書面任務 A:
請把條目中從含有「for pool step」的那一行起，到含有「[480,150,498,190]」的那一行為止（這兩行都算），一字不改地照抄出來。

··· 擷取文字

基於歷史資料的使用者訪問次數，每天新老使用者，日活，周活，月活的hive計算

阿新 • • 發佈：2018-11-19

最近有一個需求，統計每天的新老使用者，日活，周活，月活。
我們每天的增量資料會加入到hive歷史資料表中，包含使用者訪問網站的一些資訊，欄位有很多，包括使用者唯一標識guid。
當然了日活，周活，月活就是一個count(distinct(guid))語句，非常常用的sql。

但是這裡的問題是：

A：每天的新老使用者應該怎麼統計呢？
B：這還不簡單，判斷使用者guid是否存在與歷史庫guid中嘛？
A：歷史資料幾十個T，大概一百億行，你要每天將當日資料（2~3億行）與歷史資料幾億行進行join判斷？
B：額，這個，這個，好像不行哦！

是的，歷史資料裡面是使用者網站訪問行為，同一個使用者在同一天，不同的天都有可能出現，guid在歷史表中會有多次。如果直接join，效能很差，實際上是做了很多不必要的工作。

解決方案：

維護一張使用者表，裡面有4列：guid, starttime, endtime, num，分別是使用者的guid，第一次訪問時間，最後一次訪問時間，訪問天數；
從某個狀態開始，歷史表中guid是唯一的；
當天資料去重後，與歷史庫join，如果guid在歷史庫出現過，則將endtime更新為當天時間，num加一；
否則，這是一個新使用者，插入歷史庫，starttime, endtime都為當天時間，num初始值為1。

維護了這麼一張使用者表後，接下來就可以寫hql統計業務了，計算當天新老使用者時，只需要與這個歷史庫進行join就行了（目前為止4千萬），當日guid去重後是1千多萬，這樣就是4千萬~1千萬的join了，與開始4千萬~100億的join，效能會有巨大提升。

······

書面任務 B:
擷取文字裡要維護的使用者表有哪四列？

··· 所給資料

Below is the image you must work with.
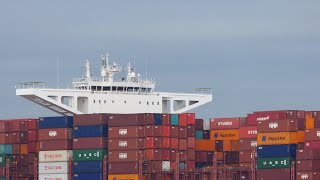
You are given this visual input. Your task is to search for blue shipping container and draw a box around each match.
[170,114,179,126]
[72,173,103,180]
[39,116,73,129]
[257,144,297,158]
[196,130,203,139]
[73,124,108,138]
[72,161,103,174]
[0,144,12,154]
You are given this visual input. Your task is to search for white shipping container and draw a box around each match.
[39,174,68,180]
[38,162,69,174]
[203,120,210,130]
[39,150,72,162]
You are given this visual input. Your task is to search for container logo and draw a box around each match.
[269,122,279,129]
[119,129,128,136]
[49,131,58,137]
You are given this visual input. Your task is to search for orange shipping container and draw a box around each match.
[210,129,239,140]
[257,132,298,146]
[108,174,139,180]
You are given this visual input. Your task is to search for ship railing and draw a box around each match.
[193,88,213,95]
[15,82,44,89]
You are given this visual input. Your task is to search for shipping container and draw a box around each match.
[39,116,73,129]
[73,124,108,138]
[39,150,73,162]
[72,161,102,174]
[257,132,298,145]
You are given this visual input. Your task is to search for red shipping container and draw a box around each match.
[108,138,146,151]
[39,140,72,151]
[179,139,188,151]
[258,119,305,133]
[170,138,179,149]
[146,137,162,149]
[108,126,145,139]
[145,125,162,137]
[73,137,108,149]
[188,137,195,149]
[162,114,170,126]
[296,171,320,180]
[161,137,171,149]
[179,127,188,138]
[161,126,171,137]
[108,150,145,163]
[210,118,240,130]
[28,130,38,142]
[239,126,258,139]
[170,126,179,137]
[179,113,188,126]
[297,149,320,160]
[187,125,195,137]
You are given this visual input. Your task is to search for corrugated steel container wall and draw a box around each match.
[72,161,102,174]
[239,126,258,139]
[38,128,72,141]
[39,140,72,151]
[210,129,239,140]
[73,124,108,138]
[296,171,320,180]
[258,119,305,133]
[210,118,240,130]
[107,114,146,127]
[108,126,145,139]
[296,160,320,171]
[73,114,110,126]
[39,174,68,180]
[257,168,291,180]
[39,116,73,129]
[73,149,108,162]
[39,150,73,162]
[73,137,108,149]
[38,162,69,174]
[297,149,320,160]
[108,150,145,163]
[257,132,298,145]
[108,138,146,150]
[257,144,297,158]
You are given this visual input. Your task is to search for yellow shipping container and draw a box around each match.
[257,132,298,146]
[108,174,139,180]
[210,129,240,140]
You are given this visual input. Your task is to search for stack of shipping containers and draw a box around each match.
[73,114,108,180]
[38,117,73,180]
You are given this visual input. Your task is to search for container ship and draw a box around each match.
[0,52,320,180]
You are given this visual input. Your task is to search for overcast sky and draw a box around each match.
[0,0,320,119]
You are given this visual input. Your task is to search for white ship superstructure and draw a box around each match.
[16,54,212,115]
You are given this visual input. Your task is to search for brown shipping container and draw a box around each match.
[108,138,146,151]
[108,126,145,139]
[296,171,320,180]
[210,118,240,130]
[108,162,139,174]
[73,114,111,126]
[73,137,108,149]
[39,128,72,141]
[39,140,72,151]
[107,114,146,127]
[108,150,145,163]
[297,149,320,160]
[258,119,305,133]
[239,139,257,151]
[257,168,291,180]
[239,126,258,139]
[296,160,320,171]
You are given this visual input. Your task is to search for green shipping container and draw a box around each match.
[258,157,292,169]
[73,149,108,161]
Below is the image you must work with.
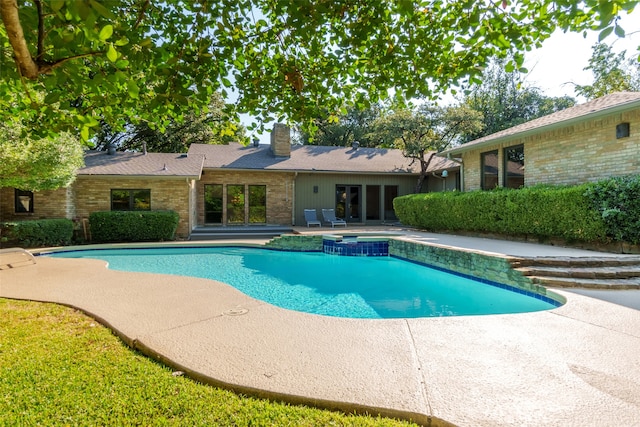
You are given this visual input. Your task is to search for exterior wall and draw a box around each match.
[416,172,460,193]
[196,169,295,226]
[462,110,640,191]
[0,187,69,221]
[295,173,418,225]
[72,175,193,238]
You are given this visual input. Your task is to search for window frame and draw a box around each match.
[109,188,151,212]
[480,148,500,190]
[13,188,34,214]
[502,144,525,189]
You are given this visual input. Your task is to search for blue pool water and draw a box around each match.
[51,247,559,319]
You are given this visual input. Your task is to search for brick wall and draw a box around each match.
[73,176,191,238]
[462,110,640,191]
[196,169,294,226]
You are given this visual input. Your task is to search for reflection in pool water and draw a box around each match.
[51,247,560,319]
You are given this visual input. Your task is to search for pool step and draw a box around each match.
[189,225,293,240]
[511,255,640,289]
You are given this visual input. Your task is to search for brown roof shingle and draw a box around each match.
[78,151,204,179]
[189,144,459,174]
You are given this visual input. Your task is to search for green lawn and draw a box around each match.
[0,299,412,426]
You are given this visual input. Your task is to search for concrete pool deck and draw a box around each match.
[0,229,640,426]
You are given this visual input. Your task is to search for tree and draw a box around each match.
[94,94,248,153]
[0,123,84,191]
[575,43,640,100]
[0,0,635,140]
[460,61,575,142]
[300,105,381,147]
[372,103,482,193]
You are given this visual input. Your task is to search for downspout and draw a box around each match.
[291,171,298,226]
[431,172,447,191]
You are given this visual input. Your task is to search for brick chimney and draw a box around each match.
[271,123,291,157]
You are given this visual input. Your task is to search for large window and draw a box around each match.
[366,185,380,221]
[504,145,524,188]
[249,185,267,224]
[336,185,362,222]
[111,190,151,211]
[227,185,244,224]
[15,188,33,213]
[204,184,222,224]
[384,185,398,221]
[480,150,498,190]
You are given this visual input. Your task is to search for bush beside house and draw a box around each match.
[0,219,73,248]
[585,175,640,245]
[89,211,180,243]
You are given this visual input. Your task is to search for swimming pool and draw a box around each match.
[49,247,560,319]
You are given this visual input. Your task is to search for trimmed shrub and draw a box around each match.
[0,218,73,248]
[89,211,180,243]
[394,184,607,242]
[584,175,640,245]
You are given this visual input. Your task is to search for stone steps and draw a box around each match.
[511,255,640,289]
[189,225,293,240]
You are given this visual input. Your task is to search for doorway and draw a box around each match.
[336,185,362,222]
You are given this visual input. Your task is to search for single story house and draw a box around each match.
[439,92,640,191]
[0,125,460,238]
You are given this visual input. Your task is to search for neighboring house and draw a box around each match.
[440,92,640,191]
[0,127,459,238]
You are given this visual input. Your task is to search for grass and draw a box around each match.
[0,298,414,426]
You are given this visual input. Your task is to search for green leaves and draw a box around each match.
[98,25,113,41]
[107,43,118,62]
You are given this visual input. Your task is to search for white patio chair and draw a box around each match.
[304,209,322,228]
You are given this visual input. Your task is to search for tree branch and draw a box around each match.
[0,0,40,80]
[33,0,45,61]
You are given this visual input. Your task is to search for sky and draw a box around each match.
[243,7,640,144]
[525,9,640,102]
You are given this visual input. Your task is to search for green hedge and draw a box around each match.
[0,218,73,248]
[585,175,640,245]
[89,211,180,243]
[394,184,608,242]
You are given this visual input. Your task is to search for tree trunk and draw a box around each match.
[0,0,40,80]
[413,151,436,194]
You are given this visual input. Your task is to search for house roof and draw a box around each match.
[189,144,459,174]
[78,151,204,179]
[440,92,640,155]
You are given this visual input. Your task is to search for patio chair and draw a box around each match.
[304,209,322,228]
[322,209,347,228]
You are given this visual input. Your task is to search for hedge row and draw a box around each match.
[0,219,73,248]
[89,211,180,243]
[394,184,609,242]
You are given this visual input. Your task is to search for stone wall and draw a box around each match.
[72,176,192,238]
[462,110,640,191]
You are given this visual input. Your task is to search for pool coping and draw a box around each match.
[0,234,640,425]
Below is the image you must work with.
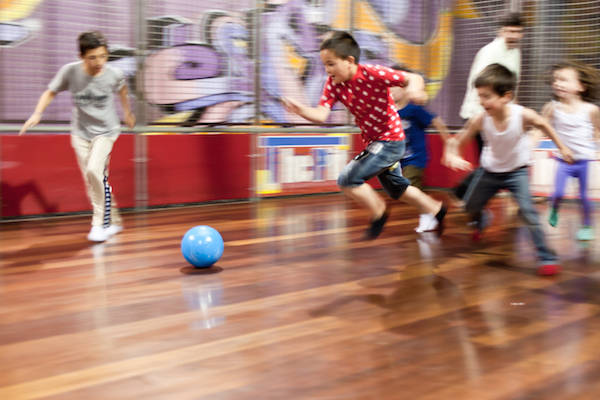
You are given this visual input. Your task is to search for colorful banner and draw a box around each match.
[256,133,352,196]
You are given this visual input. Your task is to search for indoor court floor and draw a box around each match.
[0,193,600,400]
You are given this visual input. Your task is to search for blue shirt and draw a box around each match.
[398,103,435,168]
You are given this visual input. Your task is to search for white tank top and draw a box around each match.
[481,103,531,172]
[552,101,596,160]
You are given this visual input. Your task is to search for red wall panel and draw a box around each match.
[0,134,134,217]
[147,134,253,205]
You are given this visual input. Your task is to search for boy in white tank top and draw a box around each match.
[445,64,572,275]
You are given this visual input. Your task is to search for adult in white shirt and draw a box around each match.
[460,13,523,119]
[453,13,524,200]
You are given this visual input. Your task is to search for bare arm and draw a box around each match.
[281,97,331,123]
[119,85,135,129]
[531,103,554,148]
[442,113,483,171]
[431,117,450,142]
[590,106,600,160]
[404,72,429,105]
[19,89,56,136]
[523,108,573,163]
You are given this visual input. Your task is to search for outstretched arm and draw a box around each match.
[442,113,484,171]
[19,89,56,136]
[591,106,600,160]
[523,108,573,163]
[281,97,331,123]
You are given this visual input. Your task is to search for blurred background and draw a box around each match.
[0,0,600,218]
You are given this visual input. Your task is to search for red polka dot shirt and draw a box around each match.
[319,64,407,144]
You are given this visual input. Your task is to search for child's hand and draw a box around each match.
[442,153,473,171]
[125,112,135,129]
[19,113,42,136]
[280,97,302,114]
[560,146,575,164]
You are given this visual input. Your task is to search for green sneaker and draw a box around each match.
[548,207,558,226]
[577,226,594,240]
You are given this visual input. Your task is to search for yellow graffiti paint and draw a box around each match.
[0,0,42,22]
[332,0,452,98]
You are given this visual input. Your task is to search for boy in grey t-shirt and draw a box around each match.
[19,32,135,242]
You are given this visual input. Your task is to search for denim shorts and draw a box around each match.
[337,141,410,199]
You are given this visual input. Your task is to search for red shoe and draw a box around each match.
[538,264,560,276]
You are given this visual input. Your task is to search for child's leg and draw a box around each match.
[377,168,446,234]
[464,168,501,230]
[575,160,592,226]
[337,142,401,228]
[548,159,569,226]
[71,135,92,203]
[342,183,386,220]
[506,168,557,264]
[337,142,409,239]
[572,160,595,240]
[71,135,116,227]
[402,165,424,190]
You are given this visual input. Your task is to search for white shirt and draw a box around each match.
[481,104,531,172]
[460,37,521,119]
[552,101,596,160]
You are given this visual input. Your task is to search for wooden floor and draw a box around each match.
[0,195,600,400]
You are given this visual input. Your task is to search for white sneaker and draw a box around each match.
[88,226,110,242]
[415,214,438,233]
[104,225,123,236]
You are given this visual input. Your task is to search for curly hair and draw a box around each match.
[548,60,600,102]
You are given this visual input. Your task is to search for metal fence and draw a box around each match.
[0,0,600,131]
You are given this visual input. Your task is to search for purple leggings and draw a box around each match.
[552,159,592,226]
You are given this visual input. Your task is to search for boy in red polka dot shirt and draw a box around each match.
[282,32,446,239]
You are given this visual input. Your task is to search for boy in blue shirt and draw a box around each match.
[390,65,448,232]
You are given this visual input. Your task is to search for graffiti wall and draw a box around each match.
[0,0,494,125]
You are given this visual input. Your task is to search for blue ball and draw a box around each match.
[181,225,225,268]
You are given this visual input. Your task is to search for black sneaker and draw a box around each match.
[435,203,448,236]
[365,211,388,240]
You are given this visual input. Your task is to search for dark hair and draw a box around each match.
[77,31,108,56]
[391,64,417,74]
[319,31,360,64]
[500,12,525,28]
[549,60,600,102]
[475,63,517,96]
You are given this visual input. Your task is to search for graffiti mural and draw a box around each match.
[0,0,42,47]
[0,0,454,125]
[143,0,452,125]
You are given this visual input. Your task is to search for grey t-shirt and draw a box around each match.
[48,61,125,140]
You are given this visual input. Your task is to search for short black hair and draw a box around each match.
[77,31,108,56]
[475,63,517,96]
[319,31,360,64]
[500,12,525,28]
[391,64,417,74]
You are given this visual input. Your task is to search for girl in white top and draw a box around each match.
[542,61,600,240]
[444,64,571,275]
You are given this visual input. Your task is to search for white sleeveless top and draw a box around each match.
[552,101,596,160]
[481,103,531,172]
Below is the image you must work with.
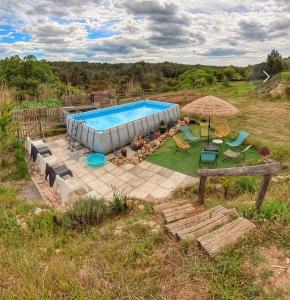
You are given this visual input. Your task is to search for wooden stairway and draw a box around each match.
[155,200,256,257]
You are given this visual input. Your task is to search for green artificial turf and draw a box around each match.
[146,125,260,176]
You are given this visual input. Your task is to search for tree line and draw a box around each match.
[0,50,289,101]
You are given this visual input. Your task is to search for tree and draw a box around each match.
[267,49,283,74]
[0,84,18,168]
[223,67,237,81]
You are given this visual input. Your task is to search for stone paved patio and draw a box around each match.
[33,138,198,206]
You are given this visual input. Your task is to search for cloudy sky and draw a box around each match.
[0,0,290,65]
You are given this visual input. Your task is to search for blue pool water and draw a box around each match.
[72,100,174,130]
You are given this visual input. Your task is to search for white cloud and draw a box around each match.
[0,0,290,65]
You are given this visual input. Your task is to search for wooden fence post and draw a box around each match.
[256,175,271,210]
[198,160,281,210]
[198,176,207,204]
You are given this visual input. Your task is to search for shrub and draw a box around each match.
[111,187,129,214]
[258,200,290,223]
[64,197,111,230]
[281,71,290,82]
[238,177,256,193]
[12,141,29,180]
[28,210,57,236]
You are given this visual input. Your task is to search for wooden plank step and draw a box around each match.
[165,207,195,224]
[197,217,256,257]
[165,205,227,235]
[154,200,190,211]
[176,209,236,240]
[162,203,193,216]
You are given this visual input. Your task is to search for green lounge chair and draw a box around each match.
[199,151,218,166]
[180,125,199,142]
[226,130,250,148]
[224,145,252,161]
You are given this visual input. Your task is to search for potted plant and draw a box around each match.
[159,120,167,134]
[167,120,175,129]
[260,147,270,159]
[131,135,144,151]
[121,147,127,157]
[148,128,156,141]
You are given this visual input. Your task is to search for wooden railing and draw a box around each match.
[13,108,64,138]
[198,160,281,210]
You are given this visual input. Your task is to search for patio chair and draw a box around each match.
[25,137,44,156]
[180,125,200,142]
[199,151,218,166]
[173,136,190,153]
[215,124,231,139]
[226,130,250,148]
[36,153,61,176]
[53,175,89,203]
[199,122,210,138]
[224,145,252,161]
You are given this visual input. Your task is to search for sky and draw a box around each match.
[0,0,290,66]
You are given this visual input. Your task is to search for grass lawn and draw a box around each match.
[147,125,260,176]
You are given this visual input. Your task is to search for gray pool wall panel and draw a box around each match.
[66,104,180,154]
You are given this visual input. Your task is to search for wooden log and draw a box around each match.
[176,209,236,240]
[165,205,227,235]
[165,208,195,224]
[197,217,256,257]
[162,203,193,216]
[256,175,271,210]
[154,200,190,211]
[198,162,281,179]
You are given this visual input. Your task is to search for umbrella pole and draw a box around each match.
[207,117,210,144]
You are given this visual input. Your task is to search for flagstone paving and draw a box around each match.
[33,138,198,206]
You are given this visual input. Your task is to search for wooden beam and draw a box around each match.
[198,176,207,204]
[256,175,271,210]
[197,162,281,178]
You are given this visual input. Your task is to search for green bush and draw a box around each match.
[0,206,20,244]
[64,197,111,230]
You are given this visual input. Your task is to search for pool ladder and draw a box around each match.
[69,120,85,151]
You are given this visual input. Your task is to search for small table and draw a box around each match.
[204,144,219,152]
[212,139,224,146]
[45,164,73,187]
[212,139,224,145]
[31,144,52,162]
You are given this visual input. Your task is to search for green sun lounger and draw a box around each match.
[180,125,199,142]
[226,130,250,148]
[199,151,218,166]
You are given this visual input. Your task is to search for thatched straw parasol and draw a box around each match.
[181,96,240,140]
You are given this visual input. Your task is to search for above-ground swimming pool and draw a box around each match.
[66,100,180,154]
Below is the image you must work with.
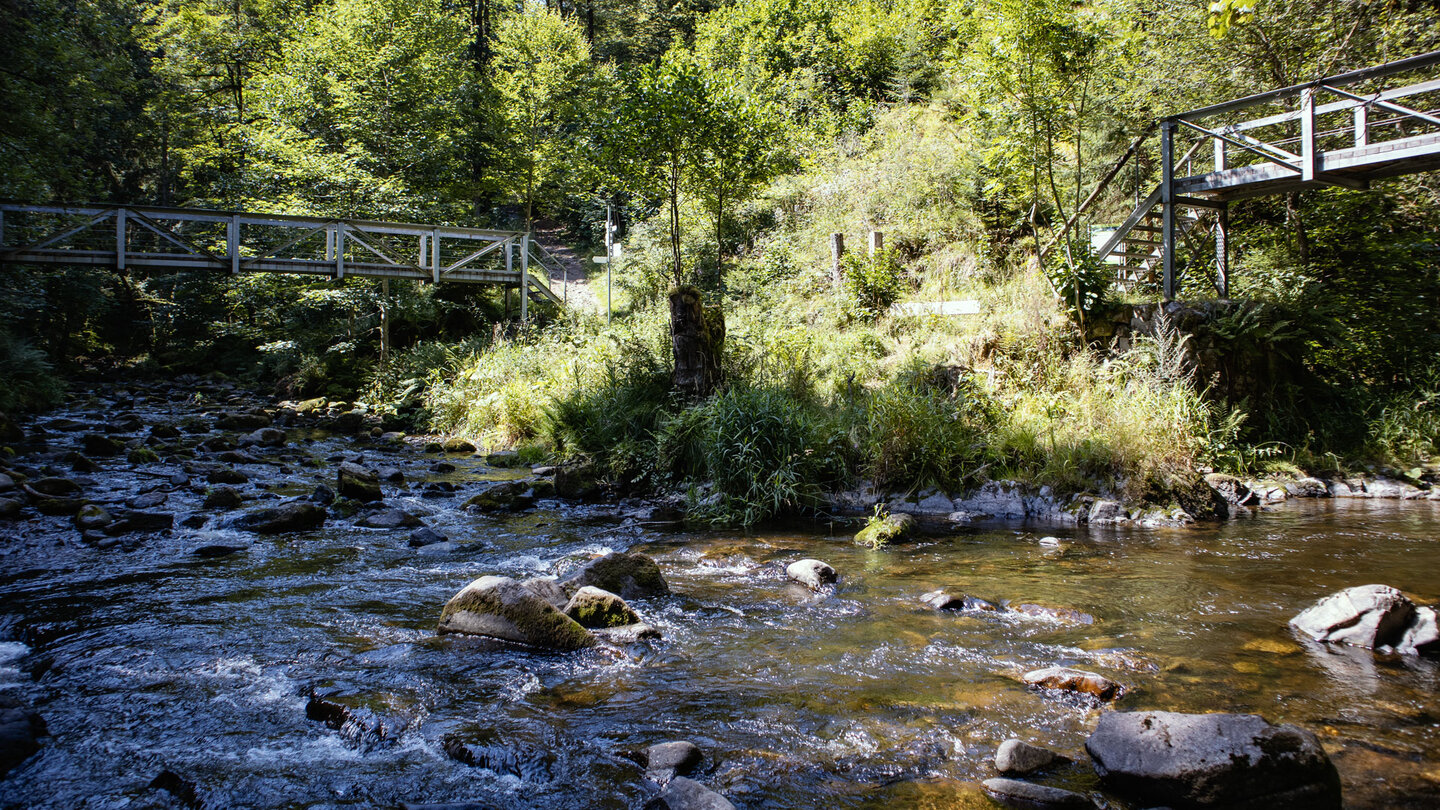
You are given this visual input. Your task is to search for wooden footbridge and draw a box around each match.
[1041,52,1440,300]
[0,203,564,319]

······

正確答案 A:
You are given this visual input. Your task is to search for pool step and draw a box around each match.
[189,225,293,240]
[511,255,640,289]
You are given this visual input. Your task is to search for brown roof shingle and draw a box around each match.
[78,151,204,179]
[189,144,459,174]
You are given this visual input. Your task is to search for green lawn and draw a box around each match.
[0,299,412,426]
You are given this visual input. Your task is to search for concrete pool deck and draw a box around each match.
[0,229,640,426]
You are given this visual input. Your task is to search for tree and draw a box around each match.
[94,94,248,153]
[0,123,84,191]
[575,43,640,100]
[0,0,635,140]
[460,61,575,142]
[300,105,381,147]
[372,103,482,193]
You are given this visual input. Your task is to search for downspout and draw a box around each match.
[291,171,298,226]
[431,172,447,191]
You are given this visual input. Your task is to search for brick chimney and draw a box around each match.
[271,123,291,157]
You are given this visual input. Your task is to search for large window and draw a box around each match.
[366,185,380,221]
[504,145,524,188]
[249,185,267,224]
[336,185,362,222]
[111,190,151,211]
[227,185,244,224]
[15,188,33,213]
[204,184,222,224]
[384,185,398,221]
[480,150,498,190]

正確答案 B:
guid、starttime、endtime、num。